Épisode 25
Numéros 120 et 121 de la collection Fantastique / SF /
Aventure, 1984 (première édition française 1973)
Deuxième épisode de la série du duc de Richleau, après Territoire interdit. Je vous ai aussi parlé de La découverte de l’Atlantide, un
Wheatley sans rapport avec la saga du duc.
Bonsoir mademoiselle,
est-ce qu'on dérange ?
Ah oui, on dérange.
On va peut-être vous laisser, alors.
En deux mots
Cette fois, c’est Simon Aron qui se met dans les ennuis. Un
simple intérêt de dilettante pour l’occultisme le met en contact avec des
gaillards très peu recommandables, qui s’intéressent de près à son âme pour…
pour quoi, au juste ? Quoi qu’il en soit, les autres « Mousquetaires
modernes » ne vont pas laisser faire.
À partir de cette base presque innocente, Wheatley monte vite en
pression. Dans la dernière partie du roman, nos héros galopent d’un bout à l’autre de
l’Europe pour empêcher un sbire de Satan de déclencher une nouvelle guerre
mondiale (on apprend au passage que 14-18 est un coup d’un autre grand prêtre
du Mal, un certain Raspoutine…)
Pourquoi
c’est bien
Prenez les recettes du roman d’aventures qui marchaient si bien
dans Territoire interdit et
appliquez-les à un contexte « satanisme + bonne société britannique
années 30 ». Le résultat est étrange, mais se consomme avec plaisir.

**Consignes**
**1)** Recopiez à l'identique le passage de la critique du roman de Wheatley ci-dessus qui commence par les mots contenant "Deuxième épisode de" et se termine par "oui, on dérange.".
**2)** Rédigez la suite de la critique du roman de Wheatley ci-dessus, en commençant après sa dernière phrase.

**Entrées de données**
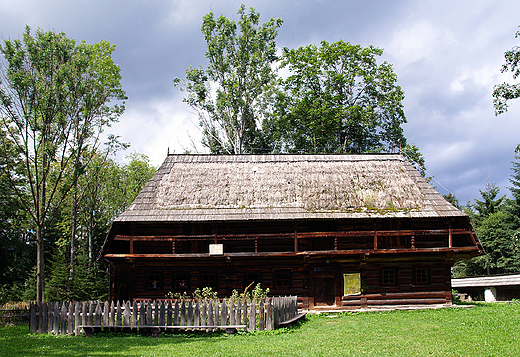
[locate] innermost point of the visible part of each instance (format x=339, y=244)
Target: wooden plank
x=106, y=313
x=261, y=318
x=197, y=314
x=183, y=313
x=176, y=315
x=70, y=319
x=56, y=318
x=155, y=305
x=204, y=313
x=142, y=314
x=135, y=314
x=224, y=314
x=190, y=313
x=63, y=319
x=252, y=316
x=126, y=314
x=169, y=314
x=162, y=314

**Réponses**
**1)**
Deuxième épisode de la série du duc de Richleau, après Territoire interdit. Je vous ai aussi parlé de La découverte de l’Atlantide, un
Wheatley sans rapport avec la saga du duc.
Bonsoir mademoiselle,
est-ce qu'on dérange ?
Ah oui, on dérange.

**2)**
Les sorcières courent d’une couturière à l’autre et flirtent
autour d’un cocktail. Des messieurs en smoking préparent une messe noire. Un
valet de chambre s’avère être l’enveloppe extérieure d’un démon gardien. Tout
le monde roule en Rolls ou, à la rigueur, en Bugatti (le duc de Richleau a opté
pour une Hispano-Suiza, mais il a aussi
une Rolls… comme deuxième voiture à prêter à ses amis en cas de besoin).
Whealtey injecte une multitude de thèmes
et de situations en un seul roman, là où un auteur moins généreux aurait mis délayé tout
ça en cinq ou six volumes. Mieux vaut avoir du souffle pour le suivre !
Enquêtes, poursuites, infiltration, sabbat, démons, nuit
terrifiante enfermé dans un pentacle, et je relance d’un cavalier de
l’Apocalypse, sans oublier de faire des allusions à l’actualité et de
mentionner des « affaires de sorcellerie » remontant aux années 20,
tout en présentant une théorie de la magie, le tout en à peine 350 pages.
Wheatley affirmait s’être documenté directement auprès des
principaux magiciens de l’époque, Aleister Crowley en tête. Que ce soit vrai ou
pas, il présente une synthèse occulte tout à fait digeste où se mélangent
christianisme, théosophie, occultisme et hindouisme, avec une pincée de
n’importe quoi pour faire le liant.
Pourquoi
c’est lovecraftien
« Il n’y a pas de Profonds ici ! »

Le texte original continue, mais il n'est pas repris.